[Rows from a dataset]
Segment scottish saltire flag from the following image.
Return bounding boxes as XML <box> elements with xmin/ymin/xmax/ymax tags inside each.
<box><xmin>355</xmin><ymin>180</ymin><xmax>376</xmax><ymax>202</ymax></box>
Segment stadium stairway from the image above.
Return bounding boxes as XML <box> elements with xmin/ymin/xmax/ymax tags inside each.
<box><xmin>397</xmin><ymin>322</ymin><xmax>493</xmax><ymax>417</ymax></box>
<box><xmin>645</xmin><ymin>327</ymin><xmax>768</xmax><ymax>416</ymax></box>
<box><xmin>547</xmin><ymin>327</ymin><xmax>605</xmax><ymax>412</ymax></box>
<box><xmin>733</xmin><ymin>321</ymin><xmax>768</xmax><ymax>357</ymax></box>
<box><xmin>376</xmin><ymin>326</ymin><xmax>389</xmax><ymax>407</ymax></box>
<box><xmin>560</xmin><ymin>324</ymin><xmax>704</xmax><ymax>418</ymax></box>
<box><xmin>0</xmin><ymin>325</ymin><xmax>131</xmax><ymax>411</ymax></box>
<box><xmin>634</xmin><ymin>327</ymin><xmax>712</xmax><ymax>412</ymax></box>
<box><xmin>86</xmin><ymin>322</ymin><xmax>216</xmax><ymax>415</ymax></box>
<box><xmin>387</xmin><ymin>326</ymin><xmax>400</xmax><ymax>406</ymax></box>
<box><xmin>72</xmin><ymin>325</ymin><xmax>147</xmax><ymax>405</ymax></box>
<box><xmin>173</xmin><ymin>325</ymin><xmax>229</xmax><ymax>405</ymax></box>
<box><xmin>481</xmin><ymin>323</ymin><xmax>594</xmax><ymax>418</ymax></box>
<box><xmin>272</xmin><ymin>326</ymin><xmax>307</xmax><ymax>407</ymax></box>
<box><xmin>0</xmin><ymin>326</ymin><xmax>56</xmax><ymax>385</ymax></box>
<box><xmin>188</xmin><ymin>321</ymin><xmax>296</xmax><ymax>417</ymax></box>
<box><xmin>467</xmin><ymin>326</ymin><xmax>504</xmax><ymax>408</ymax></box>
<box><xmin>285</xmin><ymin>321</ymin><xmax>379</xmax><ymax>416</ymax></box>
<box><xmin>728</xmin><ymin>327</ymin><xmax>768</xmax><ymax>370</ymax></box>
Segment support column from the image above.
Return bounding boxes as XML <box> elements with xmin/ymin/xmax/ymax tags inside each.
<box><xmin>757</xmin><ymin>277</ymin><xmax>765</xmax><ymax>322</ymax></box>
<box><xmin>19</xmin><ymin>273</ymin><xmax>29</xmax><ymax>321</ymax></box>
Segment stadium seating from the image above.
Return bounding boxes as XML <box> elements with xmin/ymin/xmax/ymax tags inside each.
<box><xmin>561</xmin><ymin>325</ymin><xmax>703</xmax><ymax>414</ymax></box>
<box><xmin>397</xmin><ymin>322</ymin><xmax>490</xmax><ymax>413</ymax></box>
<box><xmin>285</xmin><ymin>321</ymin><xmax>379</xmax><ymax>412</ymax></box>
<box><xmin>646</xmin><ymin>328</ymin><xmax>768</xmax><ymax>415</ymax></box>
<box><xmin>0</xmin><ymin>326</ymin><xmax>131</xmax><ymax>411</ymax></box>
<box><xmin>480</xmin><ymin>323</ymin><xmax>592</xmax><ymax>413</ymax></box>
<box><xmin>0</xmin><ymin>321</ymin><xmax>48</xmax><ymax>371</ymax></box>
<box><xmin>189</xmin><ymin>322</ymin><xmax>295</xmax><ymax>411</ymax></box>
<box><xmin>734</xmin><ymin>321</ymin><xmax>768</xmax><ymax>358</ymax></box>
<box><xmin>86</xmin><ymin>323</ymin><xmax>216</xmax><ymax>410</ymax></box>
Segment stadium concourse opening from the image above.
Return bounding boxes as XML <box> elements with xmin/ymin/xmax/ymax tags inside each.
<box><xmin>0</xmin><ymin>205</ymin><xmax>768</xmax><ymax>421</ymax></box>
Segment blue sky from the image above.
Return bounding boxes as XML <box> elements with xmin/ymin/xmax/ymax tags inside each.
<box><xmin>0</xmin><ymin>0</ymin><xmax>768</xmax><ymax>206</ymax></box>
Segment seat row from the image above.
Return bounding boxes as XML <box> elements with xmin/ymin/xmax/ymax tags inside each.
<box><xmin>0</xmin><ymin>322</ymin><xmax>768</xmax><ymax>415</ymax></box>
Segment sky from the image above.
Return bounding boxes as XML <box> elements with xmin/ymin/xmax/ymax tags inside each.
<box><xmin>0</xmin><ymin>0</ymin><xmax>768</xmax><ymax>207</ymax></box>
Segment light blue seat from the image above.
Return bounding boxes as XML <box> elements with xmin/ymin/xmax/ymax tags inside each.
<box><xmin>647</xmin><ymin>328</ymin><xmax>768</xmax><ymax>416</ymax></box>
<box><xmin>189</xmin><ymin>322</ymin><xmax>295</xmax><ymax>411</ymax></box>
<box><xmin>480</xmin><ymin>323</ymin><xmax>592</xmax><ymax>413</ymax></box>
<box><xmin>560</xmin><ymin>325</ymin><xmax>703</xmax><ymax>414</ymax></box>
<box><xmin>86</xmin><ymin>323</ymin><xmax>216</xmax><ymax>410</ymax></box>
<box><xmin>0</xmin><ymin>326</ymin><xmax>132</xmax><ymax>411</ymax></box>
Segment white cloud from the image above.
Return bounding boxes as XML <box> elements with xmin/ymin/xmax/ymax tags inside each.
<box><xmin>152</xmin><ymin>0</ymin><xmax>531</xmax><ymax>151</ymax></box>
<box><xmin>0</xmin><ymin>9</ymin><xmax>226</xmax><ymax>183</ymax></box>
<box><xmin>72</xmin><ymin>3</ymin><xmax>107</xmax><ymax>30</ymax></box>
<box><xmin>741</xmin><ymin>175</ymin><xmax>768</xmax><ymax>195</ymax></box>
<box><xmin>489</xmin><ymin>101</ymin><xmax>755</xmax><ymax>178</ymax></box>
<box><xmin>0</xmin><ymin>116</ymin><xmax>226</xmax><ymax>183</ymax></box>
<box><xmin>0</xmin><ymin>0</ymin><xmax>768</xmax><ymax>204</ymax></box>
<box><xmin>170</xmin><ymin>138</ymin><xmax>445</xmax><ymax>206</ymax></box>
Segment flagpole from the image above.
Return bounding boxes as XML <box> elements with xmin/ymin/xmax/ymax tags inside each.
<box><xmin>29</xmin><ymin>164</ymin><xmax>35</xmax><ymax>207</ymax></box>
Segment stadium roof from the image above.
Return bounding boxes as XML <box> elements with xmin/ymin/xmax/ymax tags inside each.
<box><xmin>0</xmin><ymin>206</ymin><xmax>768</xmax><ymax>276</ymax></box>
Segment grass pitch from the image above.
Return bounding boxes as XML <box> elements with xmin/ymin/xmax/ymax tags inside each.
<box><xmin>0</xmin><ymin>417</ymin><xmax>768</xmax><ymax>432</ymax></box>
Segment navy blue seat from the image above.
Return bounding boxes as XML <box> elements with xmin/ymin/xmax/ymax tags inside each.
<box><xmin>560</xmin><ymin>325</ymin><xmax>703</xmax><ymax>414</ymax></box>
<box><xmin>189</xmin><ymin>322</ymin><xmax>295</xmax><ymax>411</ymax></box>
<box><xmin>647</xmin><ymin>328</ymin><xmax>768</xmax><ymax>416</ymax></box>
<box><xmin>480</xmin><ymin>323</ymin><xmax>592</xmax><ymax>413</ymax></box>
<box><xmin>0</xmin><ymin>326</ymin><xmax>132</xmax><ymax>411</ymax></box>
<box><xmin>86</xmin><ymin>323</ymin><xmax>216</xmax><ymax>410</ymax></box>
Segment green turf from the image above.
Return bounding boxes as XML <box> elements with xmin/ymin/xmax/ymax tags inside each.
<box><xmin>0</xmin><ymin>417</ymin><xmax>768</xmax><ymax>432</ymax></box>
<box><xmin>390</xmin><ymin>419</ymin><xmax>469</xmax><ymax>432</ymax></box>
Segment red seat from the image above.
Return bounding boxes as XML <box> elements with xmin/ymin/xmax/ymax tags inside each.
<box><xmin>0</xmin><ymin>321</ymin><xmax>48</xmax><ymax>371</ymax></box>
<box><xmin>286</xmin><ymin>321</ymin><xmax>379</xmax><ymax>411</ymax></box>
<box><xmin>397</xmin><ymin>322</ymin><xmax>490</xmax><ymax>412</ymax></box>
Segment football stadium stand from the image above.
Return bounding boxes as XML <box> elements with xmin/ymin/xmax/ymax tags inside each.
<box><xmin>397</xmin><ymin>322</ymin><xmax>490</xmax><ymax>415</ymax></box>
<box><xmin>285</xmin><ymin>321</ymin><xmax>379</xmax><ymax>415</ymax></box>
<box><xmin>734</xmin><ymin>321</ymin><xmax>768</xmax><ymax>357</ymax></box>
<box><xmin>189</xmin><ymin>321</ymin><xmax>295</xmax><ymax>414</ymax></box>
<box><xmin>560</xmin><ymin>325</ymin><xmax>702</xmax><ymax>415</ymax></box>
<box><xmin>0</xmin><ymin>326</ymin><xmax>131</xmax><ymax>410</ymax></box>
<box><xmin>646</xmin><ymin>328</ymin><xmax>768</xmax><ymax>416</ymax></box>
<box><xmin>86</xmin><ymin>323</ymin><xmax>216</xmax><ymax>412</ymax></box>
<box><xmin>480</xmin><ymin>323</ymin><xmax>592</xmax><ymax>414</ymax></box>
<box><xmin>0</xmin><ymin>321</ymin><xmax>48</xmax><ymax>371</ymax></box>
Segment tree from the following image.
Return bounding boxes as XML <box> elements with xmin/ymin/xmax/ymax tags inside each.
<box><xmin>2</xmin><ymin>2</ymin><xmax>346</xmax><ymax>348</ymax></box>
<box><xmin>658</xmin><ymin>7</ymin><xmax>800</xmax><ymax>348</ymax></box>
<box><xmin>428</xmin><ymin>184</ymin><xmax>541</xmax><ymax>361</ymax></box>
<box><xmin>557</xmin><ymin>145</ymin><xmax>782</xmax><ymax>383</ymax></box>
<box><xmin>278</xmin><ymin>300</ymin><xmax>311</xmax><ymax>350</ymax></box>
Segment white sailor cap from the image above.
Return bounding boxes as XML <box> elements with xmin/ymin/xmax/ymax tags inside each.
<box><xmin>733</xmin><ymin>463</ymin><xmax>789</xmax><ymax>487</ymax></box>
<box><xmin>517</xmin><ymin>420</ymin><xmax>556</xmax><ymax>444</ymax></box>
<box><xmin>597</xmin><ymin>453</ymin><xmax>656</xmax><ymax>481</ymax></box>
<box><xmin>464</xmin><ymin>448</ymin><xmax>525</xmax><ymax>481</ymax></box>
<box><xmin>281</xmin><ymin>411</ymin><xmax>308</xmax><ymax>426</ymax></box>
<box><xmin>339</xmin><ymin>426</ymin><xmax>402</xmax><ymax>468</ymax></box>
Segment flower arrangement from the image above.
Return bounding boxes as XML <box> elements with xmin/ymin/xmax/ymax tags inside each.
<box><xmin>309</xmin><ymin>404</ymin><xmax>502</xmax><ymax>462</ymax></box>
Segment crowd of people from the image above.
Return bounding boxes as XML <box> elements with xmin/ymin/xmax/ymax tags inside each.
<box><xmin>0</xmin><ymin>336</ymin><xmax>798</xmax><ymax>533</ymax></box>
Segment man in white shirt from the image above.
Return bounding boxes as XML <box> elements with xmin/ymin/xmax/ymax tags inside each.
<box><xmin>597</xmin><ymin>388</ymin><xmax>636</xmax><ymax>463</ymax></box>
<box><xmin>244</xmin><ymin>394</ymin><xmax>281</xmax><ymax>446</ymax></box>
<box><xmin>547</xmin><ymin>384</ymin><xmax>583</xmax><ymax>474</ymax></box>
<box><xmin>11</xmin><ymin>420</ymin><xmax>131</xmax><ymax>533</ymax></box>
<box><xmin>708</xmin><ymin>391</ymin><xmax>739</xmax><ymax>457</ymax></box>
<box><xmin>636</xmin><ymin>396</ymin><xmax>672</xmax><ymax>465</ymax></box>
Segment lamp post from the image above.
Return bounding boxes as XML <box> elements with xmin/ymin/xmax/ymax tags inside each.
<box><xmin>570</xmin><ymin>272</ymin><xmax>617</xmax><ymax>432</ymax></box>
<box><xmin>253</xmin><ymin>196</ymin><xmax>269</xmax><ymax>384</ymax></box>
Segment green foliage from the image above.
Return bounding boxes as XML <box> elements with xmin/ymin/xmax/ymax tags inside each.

[WRITTEN PROBLEM]: Collect every line in the rows above that holds the word "following", and list those lines in their original order.

[SOLUTION TO THE PROBLEM]:
Segment scottish saltire flag from the following image.
Segment tree from the following image.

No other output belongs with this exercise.